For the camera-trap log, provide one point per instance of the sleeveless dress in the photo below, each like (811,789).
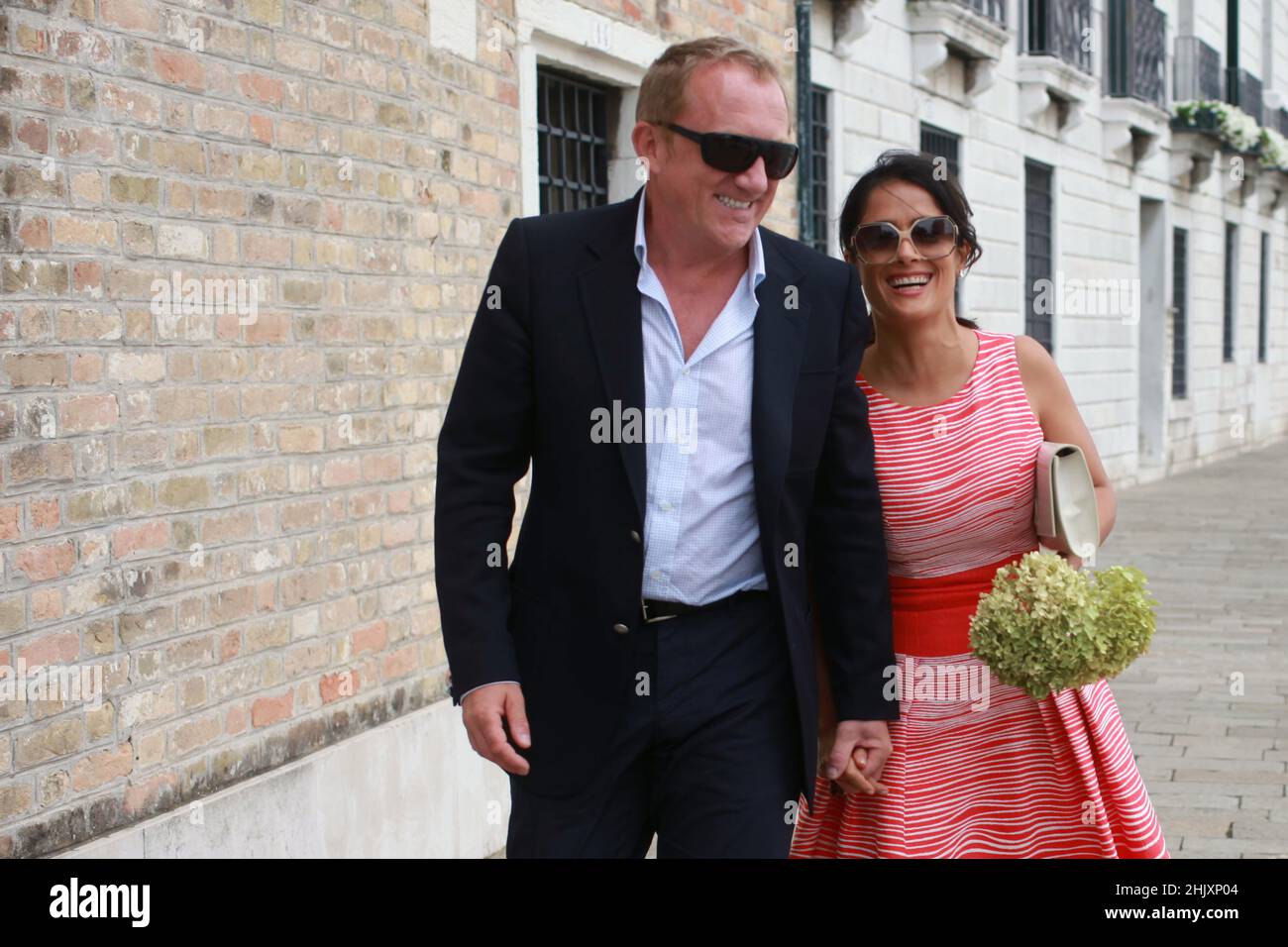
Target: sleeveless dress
(978,770)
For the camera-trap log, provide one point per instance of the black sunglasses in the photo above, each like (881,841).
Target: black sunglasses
(879,243)
(735,154)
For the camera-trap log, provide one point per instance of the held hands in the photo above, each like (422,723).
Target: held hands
(854,754)
(488,711)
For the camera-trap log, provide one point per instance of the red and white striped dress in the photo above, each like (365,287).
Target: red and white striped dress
(979,770)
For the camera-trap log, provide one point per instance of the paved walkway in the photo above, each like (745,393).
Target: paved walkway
(1206,707)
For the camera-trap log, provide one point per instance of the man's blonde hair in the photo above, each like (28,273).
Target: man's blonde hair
(662,90)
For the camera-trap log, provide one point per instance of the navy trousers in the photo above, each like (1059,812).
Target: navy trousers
(708,757)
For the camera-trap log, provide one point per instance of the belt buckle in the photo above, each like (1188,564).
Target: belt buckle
(653,620)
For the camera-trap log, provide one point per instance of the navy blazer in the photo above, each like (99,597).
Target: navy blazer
(558,334)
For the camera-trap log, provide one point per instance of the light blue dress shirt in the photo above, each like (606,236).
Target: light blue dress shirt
(700,532)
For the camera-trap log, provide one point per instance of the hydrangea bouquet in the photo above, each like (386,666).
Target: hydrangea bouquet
(1046,626)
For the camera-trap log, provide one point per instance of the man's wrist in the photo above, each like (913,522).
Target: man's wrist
(487,684)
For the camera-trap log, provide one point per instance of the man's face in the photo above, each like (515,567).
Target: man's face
(715,206)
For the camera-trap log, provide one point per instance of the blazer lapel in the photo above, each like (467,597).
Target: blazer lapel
(778,348)
(610,303)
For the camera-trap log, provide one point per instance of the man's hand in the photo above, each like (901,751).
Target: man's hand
(487,711)
(857,755)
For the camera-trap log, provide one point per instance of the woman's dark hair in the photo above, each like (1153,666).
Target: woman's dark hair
(926,171)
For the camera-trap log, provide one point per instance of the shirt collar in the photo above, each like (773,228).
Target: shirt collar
(755,264)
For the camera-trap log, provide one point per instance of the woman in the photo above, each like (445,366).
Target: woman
(957,415)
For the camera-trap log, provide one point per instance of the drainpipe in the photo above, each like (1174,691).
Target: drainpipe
(804,165)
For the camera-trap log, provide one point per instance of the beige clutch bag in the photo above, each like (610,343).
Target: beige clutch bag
(1064,512)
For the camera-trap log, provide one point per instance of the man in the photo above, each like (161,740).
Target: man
(702,470)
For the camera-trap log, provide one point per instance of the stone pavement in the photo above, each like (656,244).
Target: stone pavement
(1206,707)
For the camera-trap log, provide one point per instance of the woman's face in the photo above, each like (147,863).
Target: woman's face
(910,286)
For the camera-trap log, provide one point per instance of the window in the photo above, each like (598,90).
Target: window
(940,144)
(1263,305)
(1232,241)
(1180,300)
(1038,252)
(572,142)
(820,134)
(945,145)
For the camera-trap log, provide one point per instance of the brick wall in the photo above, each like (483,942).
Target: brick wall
(240,247)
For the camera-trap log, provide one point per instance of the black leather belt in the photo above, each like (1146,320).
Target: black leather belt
(656,609)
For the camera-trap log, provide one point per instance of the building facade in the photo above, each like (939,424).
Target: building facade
(241,247)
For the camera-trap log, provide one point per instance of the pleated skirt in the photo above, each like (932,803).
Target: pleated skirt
(982,770)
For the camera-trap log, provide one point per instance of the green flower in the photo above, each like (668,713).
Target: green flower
(1046,626)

* * * * * * * * *

**What to do**
Update these lines by swapping every "camera-trap log" for "field survey log" and leaving everything else untouched. Leave out the pictures when you return the lines.

**Result for this task**
For the field survey log, provide one point per instance of the sleeveless dress in the photo below, each like (811,789).
Target: sleeveless dress
(978,770)
For the field survey log, provide one point per instance of the black sunglasses in the photo above, each like (881,841).
Target: black sunglasses
(879,243)
(735,154)
For the field survey log, provide one point per instance of the held hands in the photo above, each like (422,723).
Target: held hands
(854,754)
(488,711)
For the field survey log, provide one point per instance of the red and white striped dress in the photo above, each like (365,287).
Target: red and white striped dress
(979,770)
For the field survey log, provide one point per instance of the paved walkway in the photo above, each like (745,393).
Target: paved walkway
(1206,707)
For the field survey log, provide one point per instance of the man's blonde hair in the photo above, each like (28,273).
Target: man's blonde hair
(662,90)
For the field survey log, provide one point per instance of the navy trousers in the photo above, each like (1059,812).
Target: navy trousers
(708,757)
For the field survey log, provide one point per instance of the belt buckle in the photo above, each like (1188,564).
Target: belt buckle
(653,620)
For the field survey log, provide one point per instance of the navy blazer in the photo above, each like (99,597).
Target: navy blazer
(558,334)
For the field survey log, provide one point per instance of the light blue dress shirt in the photo above, each like (606,236).
Target: light blue dress shirt
(700,532)
For the field survey log, provide one point per instance of the hydrangea bouquet in the photo above, each like (386,666).
Target: hydrangea bouquet
(1046,626)
For the field survey log, provide one point per instance of the man's wrist in the photo above, each like (913,522).
Target: man's wrist
(487,684)
For the field survey log, provide one point per instance of the man's face in the photo above, each like (515,567).
Target: man's face
(715,206)
For the field survey log, provide one point per instance of the blazer lapel in the photo above, each like (467,597).
Target: blazer lapel
(778,348)
(610,303)
For the field survey log, provide one point per instance of the man's hand in the photo above, each like (901,751).
Target: man's hand
(487,711)
(857,755)
For the field survey log, provide one point per instance of the woman's dark hair in the photo above, each like (1153,666).
Target: woman's dark hair
(926,171)
For the field survey log, provide one point per instance of the shirt collar in the photo above, each like (773,228).
Target: shirt collar
(755,264)
For the field survey log, provide one point per instance of the woman in the photo above, each like (445,366).
Target: woman
(957,415)
For the field survey log, provide one point per instance of the drainpipe in the photo above, each like (1174,691).
Target: drainpipe
(804,165)
For the field survey log, provide one point per instance of the beige clutch bag in the photo above, each like (610,343).
Target: beige clutch bag
(1064,512)
For the field survey log, provide one point per instance of the man in the photo above, each like (161,740).
Target: man
(702,470)
For the field survey log, provide one point per instance of the stone pavement in the photo above, each like (656,244).
Target: stone pavement
(1206,707)
For the field survey log, provide one point per instance of the woman's face in the photo above, each like (147,863).
Target: woman's face
(910,286)
For the field survey log, provide one point per instance of the window in the photo above, each like (598,90).
Target: window
(940,144)
(1263,305)
(1232,241)
(1180,300)
(1038,252)
(572,142)
(820,134)
(945,145)
For the field survey log, provide one point per instance of the brick wall in the photo above, each like (483,942).
Target: brick wall
(240,247)
For the field survey log, provide one point per instance of the black leather belt in the photo above, each like (1146,320).
Target: black leather belt
(656,609)
For the field survey log, provide one point per instance of the building facade in the photo above, each like (939,424).
Target: building facade
(241,247)
For the field survey log, provide one point per instance of the pleated skirt in the photo above, each like (932,803).
Target: pleated skirt
(982,770)
For the field survey log, provide one point per instance of the green flower in the photo above, each like (668,713).
Target: green flower
(1046,626)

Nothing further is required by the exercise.